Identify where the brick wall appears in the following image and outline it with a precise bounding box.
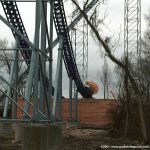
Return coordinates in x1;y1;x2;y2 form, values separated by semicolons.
62;99;117;128
17;97;117;128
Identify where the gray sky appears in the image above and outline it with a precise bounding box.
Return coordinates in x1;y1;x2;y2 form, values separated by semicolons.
0;0;150;98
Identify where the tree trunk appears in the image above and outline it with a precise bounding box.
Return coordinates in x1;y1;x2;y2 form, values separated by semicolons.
137;94;147;142
124;58;130;137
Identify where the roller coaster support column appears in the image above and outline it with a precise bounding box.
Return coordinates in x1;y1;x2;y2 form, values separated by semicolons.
52;35;63;120
23;50;36;117
57;48;63;121
33;0;41;122
3;41;19;118
48;0;54;120
75;90;78;123
12;38;19;119
23;1;41;118
69;77;73;122
40;0;47;115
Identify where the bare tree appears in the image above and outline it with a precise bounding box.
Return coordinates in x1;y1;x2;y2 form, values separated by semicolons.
71;0;147;142
0;38;27;94
0;39;11;74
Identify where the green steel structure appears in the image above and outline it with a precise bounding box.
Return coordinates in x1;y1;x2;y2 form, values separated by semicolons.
0;0;101;122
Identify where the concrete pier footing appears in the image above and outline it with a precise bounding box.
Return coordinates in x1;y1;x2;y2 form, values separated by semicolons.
13;123;62;150
0;122;13;135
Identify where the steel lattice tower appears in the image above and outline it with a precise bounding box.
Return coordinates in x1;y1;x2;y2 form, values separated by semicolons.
124;0;141;63
71;20;88;84
70;20;88;100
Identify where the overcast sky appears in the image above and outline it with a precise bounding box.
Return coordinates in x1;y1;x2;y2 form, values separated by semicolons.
0;0;150;98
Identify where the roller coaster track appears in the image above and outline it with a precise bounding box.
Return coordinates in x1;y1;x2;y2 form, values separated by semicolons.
53;0;92;97
1;1;31;67
1;0;92;98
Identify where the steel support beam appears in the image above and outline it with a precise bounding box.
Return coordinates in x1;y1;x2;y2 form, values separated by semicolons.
74;90;78;123
23;51;35;117
3;46;17;118
32;0;41;122
48;0;54;120
0;89;31;119
69;77;73;122
57;55;63;121
12;38;19;119
40;0;47;115
52;36;63;119
0;75;47;119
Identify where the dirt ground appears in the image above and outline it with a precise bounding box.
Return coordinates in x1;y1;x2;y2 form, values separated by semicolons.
0;125;149;150
59;126;148;150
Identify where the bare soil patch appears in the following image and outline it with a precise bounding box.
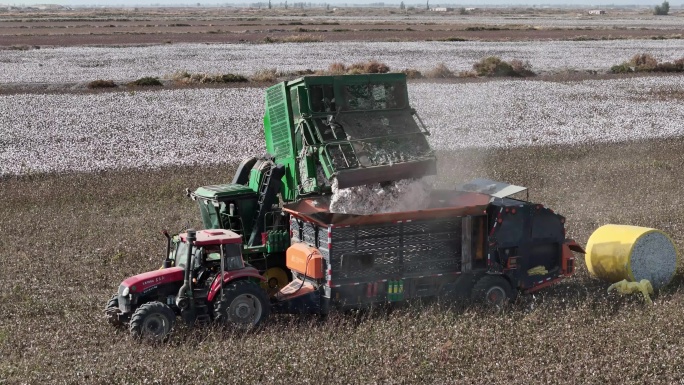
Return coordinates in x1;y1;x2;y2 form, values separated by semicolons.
2;7;683;47
4;26;681;47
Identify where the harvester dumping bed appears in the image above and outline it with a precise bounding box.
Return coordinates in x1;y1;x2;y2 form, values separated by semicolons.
263;73;438;199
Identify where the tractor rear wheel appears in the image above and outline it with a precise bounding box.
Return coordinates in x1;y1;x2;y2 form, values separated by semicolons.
129;301;176;341
104;294;122;326
471;275;514;308
214;280;270;329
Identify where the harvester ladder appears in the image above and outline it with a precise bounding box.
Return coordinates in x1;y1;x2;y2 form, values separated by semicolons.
253;166;273;227
248;161;285;247
247;164;274;247
192;289;212;325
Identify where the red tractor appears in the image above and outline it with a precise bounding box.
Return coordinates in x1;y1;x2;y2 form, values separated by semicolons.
105;229;270;340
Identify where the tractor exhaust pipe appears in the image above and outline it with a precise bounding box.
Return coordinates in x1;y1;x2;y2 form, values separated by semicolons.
162;229;172;268
176;229;196;322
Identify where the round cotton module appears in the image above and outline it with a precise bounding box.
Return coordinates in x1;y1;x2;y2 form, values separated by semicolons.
586;224;678;289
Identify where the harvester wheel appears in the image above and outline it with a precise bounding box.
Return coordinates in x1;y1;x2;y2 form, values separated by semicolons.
104;294;122;326
214;280;270;329
471;275;514;308
129;301;176;341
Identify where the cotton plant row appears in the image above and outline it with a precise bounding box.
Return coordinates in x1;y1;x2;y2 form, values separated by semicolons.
3;75;684;176
4;40;684;84
412;75;684;149
0;87;265;176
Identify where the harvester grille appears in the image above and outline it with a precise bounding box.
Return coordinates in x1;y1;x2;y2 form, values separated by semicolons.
265;84;292;159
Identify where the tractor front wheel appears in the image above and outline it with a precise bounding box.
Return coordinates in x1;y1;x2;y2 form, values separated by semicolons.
129;301;176;341
104;294;123;326
105;294;118;310
471;275;514;309
214;280;270;329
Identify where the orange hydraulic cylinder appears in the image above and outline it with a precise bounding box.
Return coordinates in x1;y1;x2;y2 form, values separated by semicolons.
286;242;324;279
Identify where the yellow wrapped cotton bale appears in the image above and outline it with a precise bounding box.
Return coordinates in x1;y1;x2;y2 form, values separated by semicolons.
586;224;678;289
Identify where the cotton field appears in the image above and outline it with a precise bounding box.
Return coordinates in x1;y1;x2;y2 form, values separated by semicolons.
2;75;684;177
3;39;684;84
285;14;684;29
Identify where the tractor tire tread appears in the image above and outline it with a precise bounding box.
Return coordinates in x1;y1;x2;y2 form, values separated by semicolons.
104;294;118;311
129;301;176;341
214;280;270;327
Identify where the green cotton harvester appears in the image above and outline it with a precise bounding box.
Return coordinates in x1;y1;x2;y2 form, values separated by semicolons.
187;73;436;291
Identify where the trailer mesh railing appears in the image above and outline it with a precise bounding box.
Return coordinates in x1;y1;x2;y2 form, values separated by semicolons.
290;217;463;284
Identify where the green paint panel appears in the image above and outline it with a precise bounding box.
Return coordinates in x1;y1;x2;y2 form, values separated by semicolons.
193;184;256;200
264;83;294;159
264;82;298;201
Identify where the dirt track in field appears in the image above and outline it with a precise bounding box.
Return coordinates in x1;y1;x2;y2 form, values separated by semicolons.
2;7;684;47
5;26;682;47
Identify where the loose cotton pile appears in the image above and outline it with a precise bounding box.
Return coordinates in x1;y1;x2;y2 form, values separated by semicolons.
328;177;433;215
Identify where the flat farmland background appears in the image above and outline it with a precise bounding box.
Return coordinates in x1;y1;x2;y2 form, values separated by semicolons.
3;7;684;46
2;7;684;385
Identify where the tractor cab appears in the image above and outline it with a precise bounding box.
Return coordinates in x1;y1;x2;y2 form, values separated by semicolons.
166;229;246;275
187;179;292;296
187;184;259;243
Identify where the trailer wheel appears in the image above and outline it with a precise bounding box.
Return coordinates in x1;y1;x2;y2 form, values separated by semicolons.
104;294;122;326
129;301;176;341
214;280;270;329
471;276;513;308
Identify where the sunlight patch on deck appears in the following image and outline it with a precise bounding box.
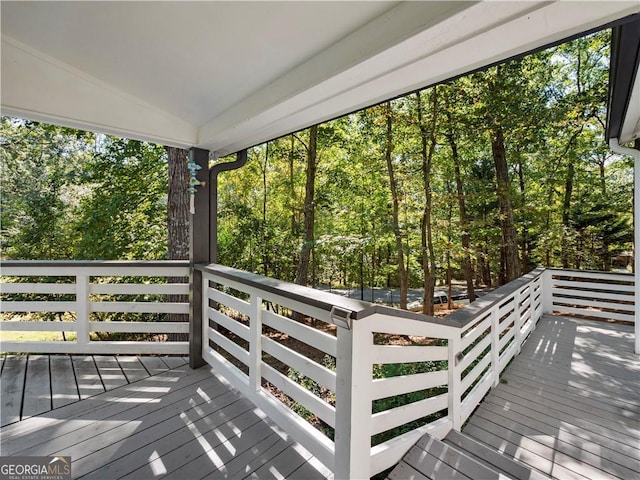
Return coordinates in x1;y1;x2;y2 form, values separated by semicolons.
148;450;167;476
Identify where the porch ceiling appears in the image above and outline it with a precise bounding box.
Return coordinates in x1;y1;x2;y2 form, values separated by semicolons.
2;1;639;155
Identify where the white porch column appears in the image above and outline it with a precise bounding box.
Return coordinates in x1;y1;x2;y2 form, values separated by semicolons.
609;139;639;354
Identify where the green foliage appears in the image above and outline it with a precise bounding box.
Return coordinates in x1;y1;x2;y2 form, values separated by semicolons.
73;137;168;260
216;30;632;291
1;119;168;261
285;355;336;439
1;30;633;297
1;118;95;259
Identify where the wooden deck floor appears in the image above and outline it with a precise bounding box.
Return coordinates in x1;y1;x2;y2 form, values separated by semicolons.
0;354;191;426
462;315;640;480
0;359;331;479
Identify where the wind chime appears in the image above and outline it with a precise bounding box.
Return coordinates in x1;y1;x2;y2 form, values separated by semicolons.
187;160;205;214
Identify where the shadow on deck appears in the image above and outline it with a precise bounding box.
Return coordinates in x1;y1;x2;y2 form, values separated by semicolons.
0;361;331;479
389;315;640;480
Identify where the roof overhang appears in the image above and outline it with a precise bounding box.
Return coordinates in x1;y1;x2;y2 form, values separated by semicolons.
607;15;640;144
2;1;639;155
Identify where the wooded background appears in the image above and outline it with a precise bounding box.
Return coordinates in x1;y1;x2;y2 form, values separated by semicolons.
1;31;633;314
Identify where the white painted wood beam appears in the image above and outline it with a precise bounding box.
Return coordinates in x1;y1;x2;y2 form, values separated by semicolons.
1;37;196;148
202;1;639;155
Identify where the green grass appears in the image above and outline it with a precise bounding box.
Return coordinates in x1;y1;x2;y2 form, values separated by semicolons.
0;329;77;342
1;316;78;342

• Work request
From the records above, copy only the lines starting with the line that holds "Identify where the green foliage" and going on through the line that holds "Identify where the wooden", exactly as written.

• Output of the exercise
Identify where the green foliage appears in the image above and outline it with a precise bounding box.
Return coordinates in x1;y1;x2;y2 form, values separated by semicolons.
73;137;168;260
216;30;632;291
1;119;168;261
285;355;336;439
1;30;633;297
1;118;95;259
Identify where the wooden deck floor appears in the image above and outline it with a precise bounding box.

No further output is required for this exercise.